Named object pointing data:
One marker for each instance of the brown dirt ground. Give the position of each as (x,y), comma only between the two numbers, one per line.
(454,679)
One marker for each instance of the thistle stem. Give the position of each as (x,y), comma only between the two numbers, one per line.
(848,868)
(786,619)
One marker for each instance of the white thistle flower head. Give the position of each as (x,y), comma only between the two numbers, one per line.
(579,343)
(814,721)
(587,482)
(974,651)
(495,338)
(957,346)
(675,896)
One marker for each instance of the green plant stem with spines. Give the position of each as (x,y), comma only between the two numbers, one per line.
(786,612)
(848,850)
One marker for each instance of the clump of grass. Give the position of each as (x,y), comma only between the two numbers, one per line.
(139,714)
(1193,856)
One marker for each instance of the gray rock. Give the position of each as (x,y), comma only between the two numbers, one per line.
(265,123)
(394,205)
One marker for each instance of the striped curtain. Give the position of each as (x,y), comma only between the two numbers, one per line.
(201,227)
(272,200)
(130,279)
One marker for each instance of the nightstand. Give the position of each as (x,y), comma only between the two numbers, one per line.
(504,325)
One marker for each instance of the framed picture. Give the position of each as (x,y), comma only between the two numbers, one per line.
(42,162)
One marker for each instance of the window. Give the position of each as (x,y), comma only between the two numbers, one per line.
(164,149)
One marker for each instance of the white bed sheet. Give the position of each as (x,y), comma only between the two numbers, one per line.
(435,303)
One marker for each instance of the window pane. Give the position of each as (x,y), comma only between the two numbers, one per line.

- **INSTRUCTION**: Copy all of the data above word for word, without any changes.

- **CORRECT ANSWER**:
One marker for each instance of the brown dirt ground. Give the position of each as (x,y), comma only between the two numbers, one per line.
(454,679)
One marker for each instance of the thistle stem. Give the position of each as (x,y), comma only between the two numbers, one per line.
(848,868)
(786,619)
One marker for each instance of the white thistle flower head. Give the position of each as (x,y), comma only between the two numbers, one per line.
(579,343)
(814,721)
(587,482)
(974,651)
(495,338)
(957,346)
(675,896)
One marker for each instance of the green plant stem with spines. Give the position of each as (x,y), comma only between the two numbers, one per line.
(786,612)
(848,850)
One marker for each instance of the clump of grass. Give the position of each as (x,y), comma only between the two numbers, one per line.
(139,714)
(1193,856)
One marker for each instance of the gray rock. Give the position of each as (x,y), comma only between the two numbers, one per line.
(265,123)
(394,205)
One marker for each instance of the striped curtain. Give the position of each as (x,y), comma only between the two numbers, one per line.
(201,227)
(272,200)
(130,279)
One marker for each instance of the nightstand. Give the position of each as (x,y), comma only between the two numbers, one per line.
(504,325)
One marker for each instance of the framed picture. Give the position of each as (x,y), comma only between the two numbers, one per line.
(42,162)
One marker for each instance of the window. Give the position of each as (x,y), comma only between the two numbers, one per line.
(164,149)
One marker for each instance of the white bed sheet. Give the position of each as (x,y), comma only between the two numbers, one per line.
(435,303)
One marker for each instance of the window pane. Give the position of each as (x,y), comma only between the two numbers, one per line.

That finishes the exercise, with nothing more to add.